This is an appeal against the decision of Master Campbell sitting as Costs Judge on a preliminary issue arising in a detailed assessment of the costs incurred in two closely related proceedings between the same parties, which were in the event tried together by Mr Jules Sher QC sitting as a deputy High Court judge, in 2006.

2.

By the first proceedings (“the Guarantee Claim”) National Westminster Bank plc (“the Bank”) sought to enforce a guarantee purportedly given by Mr Angeli Kotonou in July 2001 in respect of a loan by the Bank to Olympic Resources Services plc, a company of which Mr Kotonou was a director.

3.

Mr Kotonou and his wife Mrs Deborah Kotonou had in July 2001 charged their family home known as “Domani”, Mount Park Road, Harrow on the Hill, Middlesex (“the Property”) as security for Mr Kotonou’s liability under the Guarantee, by way of a second charge (“the Mortgage”).

4.

For the first year after its commencement in April 2004, Mr Kotonou defended the Guarantee Claim mainly as a litigant in person. In April 2005 he instructed solicitors Messrs Hugh Cartwright & Amin to act for him. One of the early tasks which he gave his solicitors was to negotiate, if they could, a means whereby he and his wife could release equity from the Property, notwithstanding the Bank’s Mortgage, for the purposes of funding his defence to the Guarantee Claim. Mr Kotonou had by then been trying for some time to achieve that objective, but without success.

5.

An issue arose at a very early stage in that correspondence, between the Kotonous’ solicitors and the Bank, as to whether the Mortgage secured merely the principal sum guaranteed of £425,000 (as the Kotonous claimed) or, in addition, interest together with the Bank’s charges, expenses and legal costs incurred and to be incurred in the enforcement of the Guarantee, thereby increasing the amount recoverable under the Mortgage by at least a further £200,000, with the prospect of a substantial further increase as the Guarantee Claim proceeded.

6.

On 28 th April 2005 Mr and Mrs Kotonou issued a Part 8 Claim seeking declarations as to the true construction of the Mortgage, for the purposes of resolving the issue which I have described. I shall refer to it as “the Part 8 Claim”. The existence of this dispute between the Kotonous and the Bank as to the extent of the security afforded by the Mortgage bedevilled the Kotonous’ attempts to release equity from the Property for the purposes of funding Mr Kotonou’s defence to the Guarantee Claim. There was at the time a first charge of some £230,000 and the Property had been valued at between £1.75 and £2 million, so that there was, on any view as to the extent of the Bank’s security, substantial equity available in theory. Nonetheless, an uncertainty whether the Bank’s Mortgage secured a fixed amount, or an indefinite and potentially ever-increasing amount, plainly affected the Kotonous’ prospects of obtaining funding by way of a third charge.

--- Source excerpt ---

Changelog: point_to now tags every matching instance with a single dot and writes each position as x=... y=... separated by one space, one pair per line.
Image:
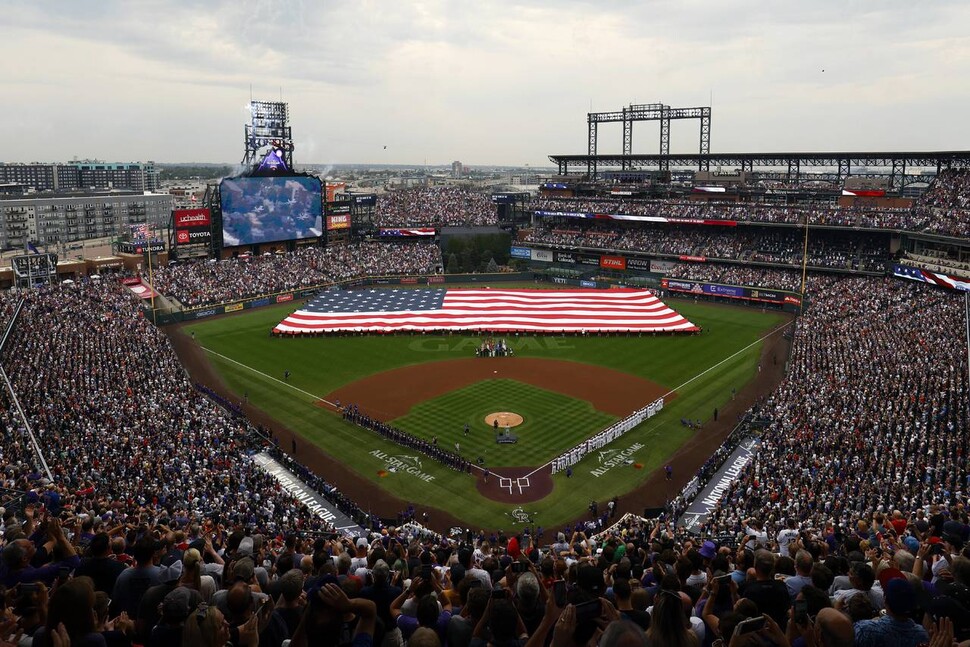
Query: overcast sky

--- What you will do ---
A. According to the judgment excerpt, what principal sum did the Kotonous claim the Mortgage secured?
B. Please write out everything in the judgment excerpt from "This is an appeal" down to "judge, in 2006.".
The material has no connection to the judgment excerpt.

--- Solutions for each task ---
A. £425,000.

B.
This is an appeal against the decision of Master Campbell sitting as Costs Judge on a preliminary issue arising in a detailed assessment of the costs incurred in two closely related proceedings between the same parties, which were in the event tried together by Mr Jules Sher QC sitting as a deputy High Court judge, in 2006.